__RECORDS TO USE__

= Beginning of Section =

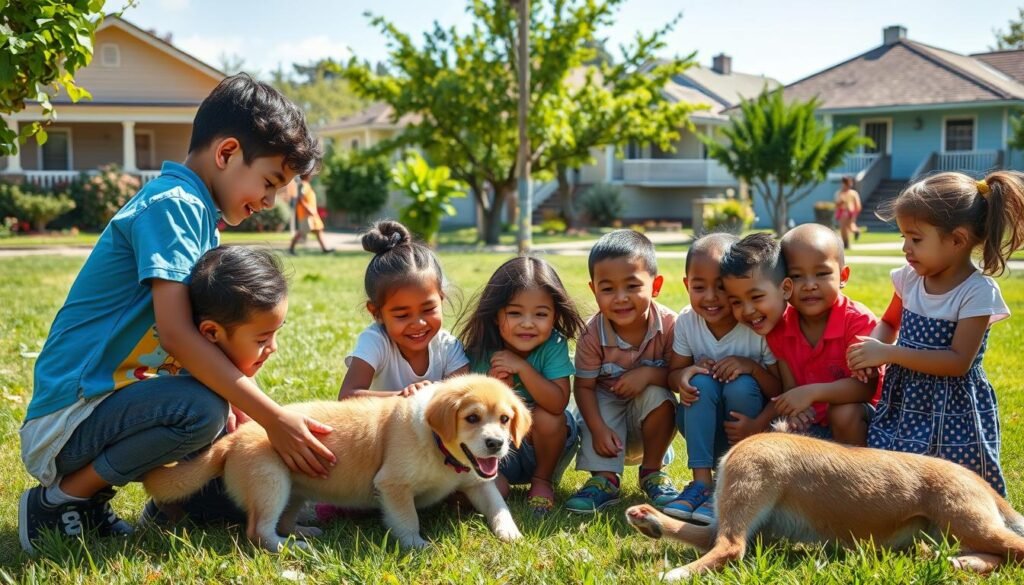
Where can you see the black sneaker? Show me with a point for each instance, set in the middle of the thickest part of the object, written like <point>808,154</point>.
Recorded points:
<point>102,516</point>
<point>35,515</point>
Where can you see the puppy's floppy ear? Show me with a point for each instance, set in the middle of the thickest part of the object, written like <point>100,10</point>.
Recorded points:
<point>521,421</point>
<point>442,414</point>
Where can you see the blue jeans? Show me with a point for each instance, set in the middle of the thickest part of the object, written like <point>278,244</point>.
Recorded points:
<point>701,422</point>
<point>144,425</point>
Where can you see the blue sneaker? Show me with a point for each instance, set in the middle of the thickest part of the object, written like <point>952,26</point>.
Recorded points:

= End of Section =

__WHAT YOU NEED TO DO__
Write out the material above without changing a word, and skip any picture.

__RESPONSE__
Where can you see the black sneaker? Show me with a point for each instance, set in the middle of the thickest part of the object, written like <point>808,154</point>.
Recorded points:
<point>102,516</point>
<point>35,515</point>
Where can you see the puppy's floppy ear? Show me with a point for each instance, set in the middle of the thickest part of the object, written like <point>100,10</point>.
Recorded points:
<point>521,421</point>
<point>442,414</point>
Where can you see the blue jeans? Show me with a point for each instance, set in the middle of the thickest part of the object, written like <point>278,244</point>.
Recorded points:
<point>701,422</point>
<point>144,425</point>
Where can you see the blue sneaker? Show me with a point for each instance, set in the middle of the thickest part of the object, written like <point>952,26</point>.
Recorded points:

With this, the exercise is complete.